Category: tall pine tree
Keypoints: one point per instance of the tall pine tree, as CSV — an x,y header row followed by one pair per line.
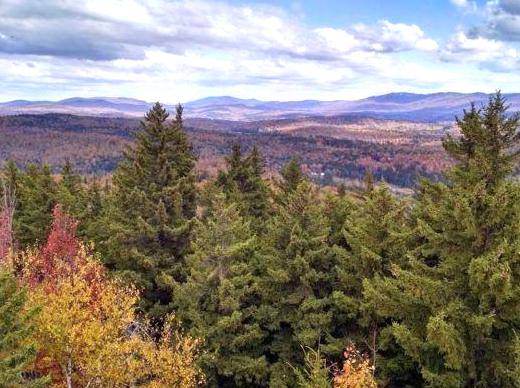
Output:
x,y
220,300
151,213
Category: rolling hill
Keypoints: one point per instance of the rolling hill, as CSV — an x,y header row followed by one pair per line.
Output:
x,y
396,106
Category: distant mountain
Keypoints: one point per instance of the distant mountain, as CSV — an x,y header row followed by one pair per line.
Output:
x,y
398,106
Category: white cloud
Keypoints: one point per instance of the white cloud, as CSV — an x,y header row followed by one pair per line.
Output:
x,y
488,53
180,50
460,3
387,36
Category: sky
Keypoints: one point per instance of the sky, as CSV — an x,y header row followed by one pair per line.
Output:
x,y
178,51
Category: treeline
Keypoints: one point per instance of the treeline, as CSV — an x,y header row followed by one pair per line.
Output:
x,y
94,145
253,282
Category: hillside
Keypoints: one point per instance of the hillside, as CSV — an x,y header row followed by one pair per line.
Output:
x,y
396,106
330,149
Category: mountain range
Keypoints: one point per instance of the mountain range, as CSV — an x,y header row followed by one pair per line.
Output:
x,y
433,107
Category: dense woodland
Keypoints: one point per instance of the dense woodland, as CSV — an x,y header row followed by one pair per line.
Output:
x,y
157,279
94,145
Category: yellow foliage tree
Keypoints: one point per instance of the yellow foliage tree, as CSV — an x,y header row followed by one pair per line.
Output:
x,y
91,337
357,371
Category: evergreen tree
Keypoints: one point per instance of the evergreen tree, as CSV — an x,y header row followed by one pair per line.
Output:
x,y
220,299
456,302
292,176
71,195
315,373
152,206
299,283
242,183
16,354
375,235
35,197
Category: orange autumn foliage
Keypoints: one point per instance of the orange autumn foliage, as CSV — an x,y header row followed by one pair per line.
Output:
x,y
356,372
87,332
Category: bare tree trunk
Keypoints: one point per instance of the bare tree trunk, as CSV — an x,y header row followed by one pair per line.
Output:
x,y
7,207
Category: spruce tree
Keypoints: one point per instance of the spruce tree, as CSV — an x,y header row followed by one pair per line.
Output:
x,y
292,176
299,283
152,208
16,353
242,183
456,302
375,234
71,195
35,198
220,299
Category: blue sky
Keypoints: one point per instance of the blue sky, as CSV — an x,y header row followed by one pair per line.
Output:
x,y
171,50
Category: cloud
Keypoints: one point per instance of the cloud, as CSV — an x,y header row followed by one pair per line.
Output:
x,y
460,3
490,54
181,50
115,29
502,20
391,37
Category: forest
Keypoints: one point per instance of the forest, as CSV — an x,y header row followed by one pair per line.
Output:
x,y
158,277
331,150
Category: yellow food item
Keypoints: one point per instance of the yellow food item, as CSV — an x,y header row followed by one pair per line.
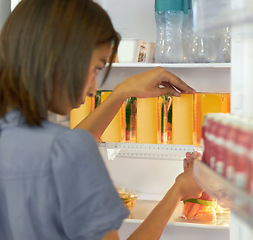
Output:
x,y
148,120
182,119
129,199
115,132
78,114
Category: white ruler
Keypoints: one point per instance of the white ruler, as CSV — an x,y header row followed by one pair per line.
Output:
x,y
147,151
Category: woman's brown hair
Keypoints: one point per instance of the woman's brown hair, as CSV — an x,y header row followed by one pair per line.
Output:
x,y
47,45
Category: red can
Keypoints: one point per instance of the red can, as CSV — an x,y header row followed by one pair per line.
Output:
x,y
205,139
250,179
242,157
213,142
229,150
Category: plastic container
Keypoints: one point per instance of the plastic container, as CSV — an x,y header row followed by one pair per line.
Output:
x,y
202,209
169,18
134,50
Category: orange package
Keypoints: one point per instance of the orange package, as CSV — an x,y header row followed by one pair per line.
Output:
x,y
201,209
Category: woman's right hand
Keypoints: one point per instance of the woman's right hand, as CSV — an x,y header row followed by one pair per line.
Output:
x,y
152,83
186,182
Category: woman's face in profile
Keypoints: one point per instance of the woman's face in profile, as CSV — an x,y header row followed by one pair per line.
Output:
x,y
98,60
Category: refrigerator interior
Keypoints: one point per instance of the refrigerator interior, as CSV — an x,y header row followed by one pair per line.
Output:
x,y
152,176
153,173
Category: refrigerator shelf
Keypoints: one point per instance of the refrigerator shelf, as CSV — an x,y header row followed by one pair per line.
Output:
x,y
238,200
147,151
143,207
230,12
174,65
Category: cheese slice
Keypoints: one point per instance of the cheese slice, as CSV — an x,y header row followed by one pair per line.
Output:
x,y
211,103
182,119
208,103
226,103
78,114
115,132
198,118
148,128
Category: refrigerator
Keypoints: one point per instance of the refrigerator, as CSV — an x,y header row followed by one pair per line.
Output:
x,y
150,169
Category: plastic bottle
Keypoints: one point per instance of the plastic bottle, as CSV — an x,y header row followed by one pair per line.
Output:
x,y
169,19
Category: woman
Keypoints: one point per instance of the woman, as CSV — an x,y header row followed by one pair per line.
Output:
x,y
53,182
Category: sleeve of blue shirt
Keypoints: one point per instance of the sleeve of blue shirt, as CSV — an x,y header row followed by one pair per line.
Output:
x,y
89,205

******

Each line from the one containing "Keypoints: one point per instance of the sleeve" through the end of the material should be restated word for word; leave out every line before it.

■ **EXPECTED ANSWER**
Keypoints: one point per instance of the sleeve of blue shirt, as CSV — an x,y header row followed by one pair per line.
Output:
x,y
89,205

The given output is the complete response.